▸ CHALLENGE
Report how many lines of the rows contain the word "leaf", giving only the number. Case counts.

======== MATERIAL

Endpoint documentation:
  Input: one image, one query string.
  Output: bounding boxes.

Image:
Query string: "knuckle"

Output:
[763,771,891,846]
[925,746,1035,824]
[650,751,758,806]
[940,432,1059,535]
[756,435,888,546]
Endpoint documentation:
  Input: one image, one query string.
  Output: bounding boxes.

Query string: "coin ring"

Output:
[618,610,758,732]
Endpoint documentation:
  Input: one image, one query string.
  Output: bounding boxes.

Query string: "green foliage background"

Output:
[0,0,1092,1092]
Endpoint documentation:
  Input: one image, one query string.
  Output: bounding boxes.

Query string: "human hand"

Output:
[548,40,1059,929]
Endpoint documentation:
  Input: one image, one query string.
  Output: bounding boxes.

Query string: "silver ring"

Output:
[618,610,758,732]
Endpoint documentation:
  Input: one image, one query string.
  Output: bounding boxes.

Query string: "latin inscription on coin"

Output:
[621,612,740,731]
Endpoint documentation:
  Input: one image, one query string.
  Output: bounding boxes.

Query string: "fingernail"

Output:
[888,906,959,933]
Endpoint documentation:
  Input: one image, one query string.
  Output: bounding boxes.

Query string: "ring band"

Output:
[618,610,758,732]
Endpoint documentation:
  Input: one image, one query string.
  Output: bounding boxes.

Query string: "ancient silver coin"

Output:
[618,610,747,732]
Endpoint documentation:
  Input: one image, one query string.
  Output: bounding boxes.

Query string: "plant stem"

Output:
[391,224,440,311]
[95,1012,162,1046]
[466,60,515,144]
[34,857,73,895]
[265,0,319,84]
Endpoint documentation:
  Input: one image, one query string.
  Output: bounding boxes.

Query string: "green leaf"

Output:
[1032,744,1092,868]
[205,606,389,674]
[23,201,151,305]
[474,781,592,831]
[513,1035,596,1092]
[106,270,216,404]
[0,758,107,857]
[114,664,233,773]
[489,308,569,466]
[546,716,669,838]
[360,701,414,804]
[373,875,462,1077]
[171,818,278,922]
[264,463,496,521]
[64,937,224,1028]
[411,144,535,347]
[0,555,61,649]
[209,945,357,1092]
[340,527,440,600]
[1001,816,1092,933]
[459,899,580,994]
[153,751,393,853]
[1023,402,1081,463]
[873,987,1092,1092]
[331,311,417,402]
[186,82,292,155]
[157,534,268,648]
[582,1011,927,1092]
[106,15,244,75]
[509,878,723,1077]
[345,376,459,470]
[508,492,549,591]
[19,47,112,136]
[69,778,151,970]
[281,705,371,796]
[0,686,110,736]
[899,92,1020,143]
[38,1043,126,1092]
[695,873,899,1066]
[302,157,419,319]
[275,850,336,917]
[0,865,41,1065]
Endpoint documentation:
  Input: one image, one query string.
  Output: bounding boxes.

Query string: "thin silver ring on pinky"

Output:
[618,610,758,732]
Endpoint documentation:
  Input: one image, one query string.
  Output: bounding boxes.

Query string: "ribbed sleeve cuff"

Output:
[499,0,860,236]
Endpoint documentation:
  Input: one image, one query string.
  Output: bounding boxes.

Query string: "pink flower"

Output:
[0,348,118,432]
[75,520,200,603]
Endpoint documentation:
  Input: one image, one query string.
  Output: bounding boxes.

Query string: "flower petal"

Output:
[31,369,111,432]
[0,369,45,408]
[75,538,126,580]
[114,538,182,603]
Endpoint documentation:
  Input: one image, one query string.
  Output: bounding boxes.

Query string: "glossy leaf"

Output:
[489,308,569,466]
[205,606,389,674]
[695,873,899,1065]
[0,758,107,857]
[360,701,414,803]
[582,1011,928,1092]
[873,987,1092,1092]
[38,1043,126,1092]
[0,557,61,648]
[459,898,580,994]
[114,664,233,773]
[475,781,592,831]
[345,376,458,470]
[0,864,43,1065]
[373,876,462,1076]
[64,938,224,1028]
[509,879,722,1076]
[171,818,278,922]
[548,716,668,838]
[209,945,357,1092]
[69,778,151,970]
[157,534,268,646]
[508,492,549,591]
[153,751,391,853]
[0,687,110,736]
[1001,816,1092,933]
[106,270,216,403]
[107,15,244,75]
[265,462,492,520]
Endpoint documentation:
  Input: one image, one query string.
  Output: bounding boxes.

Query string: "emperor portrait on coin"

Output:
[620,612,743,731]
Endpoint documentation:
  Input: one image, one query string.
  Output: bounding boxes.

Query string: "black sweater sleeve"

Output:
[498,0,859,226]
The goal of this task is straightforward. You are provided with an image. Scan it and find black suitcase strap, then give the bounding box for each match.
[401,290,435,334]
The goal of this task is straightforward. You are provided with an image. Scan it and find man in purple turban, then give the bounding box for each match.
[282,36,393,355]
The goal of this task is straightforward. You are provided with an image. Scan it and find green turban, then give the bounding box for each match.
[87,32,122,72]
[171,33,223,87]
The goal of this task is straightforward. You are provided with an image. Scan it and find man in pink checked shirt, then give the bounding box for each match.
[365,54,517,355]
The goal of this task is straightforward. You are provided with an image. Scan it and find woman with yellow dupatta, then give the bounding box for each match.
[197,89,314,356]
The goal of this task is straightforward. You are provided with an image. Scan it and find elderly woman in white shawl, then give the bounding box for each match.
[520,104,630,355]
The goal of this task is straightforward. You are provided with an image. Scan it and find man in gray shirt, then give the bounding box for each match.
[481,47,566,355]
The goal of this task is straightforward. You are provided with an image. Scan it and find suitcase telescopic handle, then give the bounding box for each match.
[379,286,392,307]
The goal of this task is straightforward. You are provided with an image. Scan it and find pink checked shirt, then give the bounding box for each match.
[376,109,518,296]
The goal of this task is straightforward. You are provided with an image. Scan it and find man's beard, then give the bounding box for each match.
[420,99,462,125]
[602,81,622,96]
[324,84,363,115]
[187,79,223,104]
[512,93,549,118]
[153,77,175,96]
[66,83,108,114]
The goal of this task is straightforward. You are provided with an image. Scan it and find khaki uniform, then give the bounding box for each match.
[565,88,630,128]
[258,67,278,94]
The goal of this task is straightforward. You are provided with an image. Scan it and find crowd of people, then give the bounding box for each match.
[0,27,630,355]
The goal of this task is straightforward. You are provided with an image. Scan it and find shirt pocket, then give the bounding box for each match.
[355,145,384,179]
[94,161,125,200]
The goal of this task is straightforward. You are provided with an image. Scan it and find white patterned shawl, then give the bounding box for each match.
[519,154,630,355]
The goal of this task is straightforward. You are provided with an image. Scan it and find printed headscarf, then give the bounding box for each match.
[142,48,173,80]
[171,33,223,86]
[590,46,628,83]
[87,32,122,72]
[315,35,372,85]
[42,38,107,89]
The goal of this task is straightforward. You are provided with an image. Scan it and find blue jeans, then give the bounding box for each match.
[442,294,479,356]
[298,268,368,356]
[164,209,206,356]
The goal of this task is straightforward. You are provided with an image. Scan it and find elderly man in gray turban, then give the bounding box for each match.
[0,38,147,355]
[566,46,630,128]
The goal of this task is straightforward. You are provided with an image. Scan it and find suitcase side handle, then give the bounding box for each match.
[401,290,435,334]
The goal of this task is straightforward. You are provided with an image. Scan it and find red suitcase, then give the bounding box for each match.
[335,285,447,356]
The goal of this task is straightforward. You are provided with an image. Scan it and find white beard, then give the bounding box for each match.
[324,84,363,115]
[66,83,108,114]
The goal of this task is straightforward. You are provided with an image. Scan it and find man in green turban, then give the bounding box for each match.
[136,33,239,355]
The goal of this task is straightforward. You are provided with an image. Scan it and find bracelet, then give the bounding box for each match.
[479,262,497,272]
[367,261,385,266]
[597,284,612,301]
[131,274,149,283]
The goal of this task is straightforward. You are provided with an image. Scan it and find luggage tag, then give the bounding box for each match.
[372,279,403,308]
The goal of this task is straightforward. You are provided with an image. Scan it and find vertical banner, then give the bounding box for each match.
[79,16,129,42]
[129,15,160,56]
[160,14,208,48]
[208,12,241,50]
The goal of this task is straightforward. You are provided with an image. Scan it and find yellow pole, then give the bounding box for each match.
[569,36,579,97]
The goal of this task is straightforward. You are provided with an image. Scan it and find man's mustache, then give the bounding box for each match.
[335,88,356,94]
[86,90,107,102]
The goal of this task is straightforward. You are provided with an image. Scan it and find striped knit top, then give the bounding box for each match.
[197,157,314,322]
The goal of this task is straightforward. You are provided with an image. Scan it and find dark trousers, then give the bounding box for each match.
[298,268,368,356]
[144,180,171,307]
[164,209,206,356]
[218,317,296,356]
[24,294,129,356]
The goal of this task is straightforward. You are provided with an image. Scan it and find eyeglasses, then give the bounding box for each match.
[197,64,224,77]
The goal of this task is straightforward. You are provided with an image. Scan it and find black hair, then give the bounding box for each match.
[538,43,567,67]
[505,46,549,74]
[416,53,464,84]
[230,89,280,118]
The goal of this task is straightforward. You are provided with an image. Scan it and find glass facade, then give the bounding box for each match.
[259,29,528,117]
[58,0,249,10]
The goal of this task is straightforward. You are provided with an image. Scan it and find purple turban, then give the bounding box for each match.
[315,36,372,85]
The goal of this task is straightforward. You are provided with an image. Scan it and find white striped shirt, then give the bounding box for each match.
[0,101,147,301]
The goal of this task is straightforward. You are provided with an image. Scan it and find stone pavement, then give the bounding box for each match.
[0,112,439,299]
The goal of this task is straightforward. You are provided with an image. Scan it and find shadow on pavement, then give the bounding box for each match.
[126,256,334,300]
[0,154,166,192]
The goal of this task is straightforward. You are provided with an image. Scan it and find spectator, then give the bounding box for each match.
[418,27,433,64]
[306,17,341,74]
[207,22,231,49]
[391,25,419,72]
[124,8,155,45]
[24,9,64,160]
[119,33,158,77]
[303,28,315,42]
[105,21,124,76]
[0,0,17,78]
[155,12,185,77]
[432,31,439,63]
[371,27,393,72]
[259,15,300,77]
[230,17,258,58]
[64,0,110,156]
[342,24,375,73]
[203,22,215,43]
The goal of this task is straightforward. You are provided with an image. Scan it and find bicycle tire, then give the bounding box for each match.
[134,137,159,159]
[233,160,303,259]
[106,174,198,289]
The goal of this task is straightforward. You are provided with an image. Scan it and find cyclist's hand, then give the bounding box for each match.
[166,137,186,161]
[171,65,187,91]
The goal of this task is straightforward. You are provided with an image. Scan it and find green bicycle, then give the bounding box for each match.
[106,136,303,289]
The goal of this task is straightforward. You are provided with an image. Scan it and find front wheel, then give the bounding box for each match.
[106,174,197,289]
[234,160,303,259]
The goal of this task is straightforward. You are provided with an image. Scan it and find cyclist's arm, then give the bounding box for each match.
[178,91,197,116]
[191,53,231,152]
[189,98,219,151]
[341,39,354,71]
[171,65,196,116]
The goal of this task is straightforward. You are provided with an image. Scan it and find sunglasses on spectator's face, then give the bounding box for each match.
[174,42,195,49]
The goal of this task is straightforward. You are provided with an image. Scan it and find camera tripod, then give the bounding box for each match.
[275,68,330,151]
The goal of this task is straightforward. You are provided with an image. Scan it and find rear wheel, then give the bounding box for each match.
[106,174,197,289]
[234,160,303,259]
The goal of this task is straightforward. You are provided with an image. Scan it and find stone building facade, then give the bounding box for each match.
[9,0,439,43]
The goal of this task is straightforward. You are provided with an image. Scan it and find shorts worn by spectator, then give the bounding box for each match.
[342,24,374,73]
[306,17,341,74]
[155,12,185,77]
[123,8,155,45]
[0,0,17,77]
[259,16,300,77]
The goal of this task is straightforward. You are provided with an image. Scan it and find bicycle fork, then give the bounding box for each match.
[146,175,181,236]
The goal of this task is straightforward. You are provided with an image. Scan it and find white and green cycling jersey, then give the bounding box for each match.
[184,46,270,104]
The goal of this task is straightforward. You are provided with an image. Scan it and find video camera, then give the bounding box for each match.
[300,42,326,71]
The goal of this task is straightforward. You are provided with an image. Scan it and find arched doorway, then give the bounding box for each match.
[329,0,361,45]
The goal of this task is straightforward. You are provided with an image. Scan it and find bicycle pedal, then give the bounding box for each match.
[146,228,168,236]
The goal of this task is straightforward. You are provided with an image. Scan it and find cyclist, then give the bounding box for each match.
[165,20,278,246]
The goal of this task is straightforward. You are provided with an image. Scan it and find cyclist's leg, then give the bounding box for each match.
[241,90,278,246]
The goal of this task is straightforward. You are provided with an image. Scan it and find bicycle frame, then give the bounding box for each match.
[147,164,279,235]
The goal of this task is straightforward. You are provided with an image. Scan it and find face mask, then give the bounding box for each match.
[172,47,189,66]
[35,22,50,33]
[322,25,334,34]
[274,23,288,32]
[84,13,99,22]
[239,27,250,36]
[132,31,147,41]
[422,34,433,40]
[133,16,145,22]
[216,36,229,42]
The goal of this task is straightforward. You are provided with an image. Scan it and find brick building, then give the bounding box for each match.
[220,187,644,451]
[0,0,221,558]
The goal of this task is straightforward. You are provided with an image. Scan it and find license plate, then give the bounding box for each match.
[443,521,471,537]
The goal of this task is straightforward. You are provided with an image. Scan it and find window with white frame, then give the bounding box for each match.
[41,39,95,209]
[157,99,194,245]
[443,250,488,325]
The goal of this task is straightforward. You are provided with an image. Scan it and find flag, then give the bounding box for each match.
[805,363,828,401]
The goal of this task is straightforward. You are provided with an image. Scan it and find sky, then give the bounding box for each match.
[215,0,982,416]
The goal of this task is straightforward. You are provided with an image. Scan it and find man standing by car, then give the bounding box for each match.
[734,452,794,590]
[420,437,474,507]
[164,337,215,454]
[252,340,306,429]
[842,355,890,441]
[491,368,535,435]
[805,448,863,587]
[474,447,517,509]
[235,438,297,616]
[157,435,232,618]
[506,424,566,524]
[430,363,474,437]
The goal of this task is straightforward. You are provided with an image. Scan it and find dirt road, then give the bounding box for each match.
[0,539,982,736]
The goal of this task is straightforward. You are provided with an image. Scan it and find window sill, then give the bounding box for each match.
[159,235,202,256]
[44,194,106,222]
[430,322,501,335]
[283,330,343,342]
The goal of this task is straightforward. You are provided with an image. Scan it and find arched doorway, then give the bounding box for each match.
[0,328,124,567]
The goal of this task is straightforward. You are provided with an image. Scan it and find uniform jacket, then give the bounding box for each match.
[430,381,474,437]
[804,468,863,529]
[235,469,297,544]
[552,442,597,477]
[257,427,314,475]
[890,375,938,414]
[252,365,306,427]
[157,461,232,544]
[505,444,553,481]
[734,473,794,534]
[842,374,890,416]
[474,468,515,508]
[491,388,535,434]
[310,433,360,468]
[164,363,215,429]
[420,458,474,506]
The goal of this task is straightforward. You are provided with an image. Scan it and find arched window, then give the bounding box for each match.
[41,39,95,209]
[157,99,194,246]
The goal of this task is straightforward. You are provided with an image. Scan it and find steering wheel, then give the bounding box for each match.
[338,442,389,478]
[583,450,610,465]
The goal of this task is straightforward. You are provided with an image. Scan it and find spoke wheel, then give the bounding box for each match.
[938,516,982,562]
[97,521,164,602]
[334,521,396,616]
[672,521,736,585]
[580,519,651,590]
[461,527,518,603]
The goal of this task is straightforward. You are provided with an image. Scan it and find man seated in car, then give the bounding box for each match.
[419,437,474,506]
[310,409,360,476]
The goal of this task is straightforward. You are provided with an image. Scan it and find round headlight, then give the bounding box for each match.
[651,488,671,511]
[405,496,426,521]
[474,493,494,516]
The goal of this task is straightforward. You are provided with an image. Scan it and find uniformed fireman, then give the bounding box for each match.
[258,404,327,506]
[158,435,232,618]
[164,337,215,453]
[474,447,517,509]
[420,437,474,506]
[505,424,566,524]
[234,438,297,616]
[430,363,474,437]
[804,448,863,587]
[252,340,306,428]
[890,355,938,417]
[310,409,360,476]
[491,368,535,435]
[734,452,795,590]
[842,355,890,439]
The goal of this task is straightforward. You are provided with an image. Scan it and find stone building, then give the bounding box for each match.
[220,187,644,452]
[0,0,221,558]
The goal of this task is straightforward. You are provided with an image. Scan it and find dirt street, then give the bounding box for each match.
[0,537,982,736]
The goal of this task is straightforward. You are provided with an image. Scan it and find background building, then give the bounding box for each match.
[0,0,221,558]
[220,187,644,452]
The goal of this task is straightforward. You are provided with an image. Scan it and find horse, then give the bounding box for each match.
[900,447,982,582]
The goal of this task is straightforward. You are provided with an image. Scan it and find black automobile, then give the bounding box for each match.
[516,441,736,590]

================

▸ OUTPUT OF THE TASK
2